TEXTE:
"""

Dans la pratique, il n’en pouvait aller ainsi, parce que les partis n’abdiquent pas et que, pour la lutte continuelle à laquelle ils sont destinés, ils usent nécessairement de tous les moyens à leur disposition et cherchent des armes et des citadelles partout où ils pou-vent en trouver. Le renvoi aux comités aurait dû, dans la plupart des espèces, être réglé par des questions de compétence, comme l’avait voulu le règlement. Or très souvent et dans presque toutes les occasions importantes, ce fut l’intérêt politique qui intervint et eut le dernier.

Deux ou trois courans se partageaient l’assemblée. Les uns avaient voulu faire des comités une toute-puissance absorbant celle de l’assemblée. Les autres s’en défiaient et voulaient les tenir en échec. La majorité se prononça contre les premiers, et leurs diverses tentatives échouèrent. L’assemblée repoussa une proposition de Dabeaux, un futur préfet de l’empire qui était alors un ardent révolutionnaire, en administration du moins, et qui demandait que tous les décrets ou projets fussent renvoyés aux comités. Elle repoussa également une proposition de Bureaux de Pusy qui réclamait pour les comités non pas ta droit de rapport définitif sur tous les projets, mais un droit d’examen sommaire. La même proposition revint plus tard, émanant de la commission même du règlement, mais elle ne fut adoptée qu’avec une disposition additionnelle qui on détruisait toute l’économie. Cette disposition, proposée par Tassel, admettait, en effet, le renvoi de toutes les propositions aux comités ou aux bureaux. C’était reprendre d’une main ce que l’on donnait de l’autre.

Les partisans des comités, ne pouvant obtenir officiellement pour ceux-ci la toute-puissance qu’ils rêvaient, cherchèrent à la conquérir plusieurs fois par voie détournée. Victor Grandin se plaignit que les membres des comités ne pouvaient pas obtenir dans les ministères les renseignemens qu’ils demandaient et réclama pour eux l’entrée des bureaux. Billault, qui était pressé de jouer un rôle et qui cherchait une crise ministérielle, déposa au nom du comité des finances, sans y être autorisé par aucune proposition de l’assemblée, un rapport sur l’état des finances du pays. Et pour mieux établir le droit d’initiative et d’administration des comités, il donna pour sanction à son rapport un projet de décret demandant la conversion des bons du trésor et des livrets de caisse d’épargne en rentes 5 pour 100.

La tentative était audacieuse Elle ne tendait à rien moins qu’à transporter le pouvoir exécutif au sein même de l’assemblée. Elle pouvait cependant réussir, car les projets financiers du cabinet avaient obtenu peu de succès, et le ministre lui-même avait beaucoup d’adversaires sur les bancs de la majorité. Duclerc défendit avec énergie les droits du gouvernement et fit reculer son adversaire.

"""

MATÉRIEL FOURNI:
"""

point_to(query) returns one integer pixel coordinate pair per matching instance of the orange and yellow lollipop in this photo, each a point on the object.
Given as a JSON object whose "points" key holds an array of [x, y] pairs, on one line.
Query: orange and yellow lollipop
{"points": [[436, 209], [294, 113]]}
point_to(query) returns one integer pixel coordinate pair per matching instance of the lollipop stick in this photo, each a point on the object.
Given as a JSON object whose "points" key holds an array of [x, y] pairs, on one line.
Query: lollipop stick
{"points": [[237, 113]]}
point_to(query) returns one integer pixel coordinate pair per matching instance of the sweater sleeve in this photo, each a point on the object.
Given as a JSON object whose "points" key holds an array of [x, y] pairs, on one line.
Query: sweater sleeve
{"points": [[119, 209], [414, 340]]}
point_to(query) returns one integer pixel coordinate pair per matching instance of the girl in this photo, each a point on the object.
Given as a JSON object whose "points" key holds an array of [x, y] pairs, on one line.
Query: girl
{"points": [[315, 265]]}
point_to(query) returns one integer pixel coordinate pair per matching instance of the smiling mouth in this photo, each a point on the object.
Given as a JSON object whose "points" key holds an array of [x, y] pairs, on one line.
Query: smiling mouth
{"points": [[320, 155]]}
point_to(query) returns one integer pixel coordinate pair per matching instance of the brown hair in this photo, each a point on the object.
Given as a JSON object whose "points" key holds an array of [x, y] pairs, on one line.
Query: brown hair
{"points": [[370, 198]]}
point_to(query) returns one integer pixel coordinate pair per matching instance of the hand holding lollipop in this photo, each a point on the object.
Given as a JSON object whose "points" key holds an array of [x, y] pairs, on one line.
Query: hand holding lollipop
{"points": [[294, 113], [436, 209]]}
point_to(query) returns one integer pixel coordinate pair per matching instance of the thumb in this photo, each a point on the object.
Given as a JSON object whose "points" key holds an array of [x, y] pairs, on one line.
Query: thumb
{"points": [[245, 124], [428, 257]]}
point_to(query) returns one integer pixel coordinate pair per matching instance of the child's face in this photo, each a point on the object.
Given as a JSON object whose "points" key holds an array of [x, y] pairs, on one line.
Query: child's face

"""

CONSIGNE: D'après le texte, au nom de quel comité Billault déposa-t-il un rapport sur l'état des finances du pays ? Les items forment un matériau indépendant du texte.

CORRIGÉ: Au nom du comité des finances.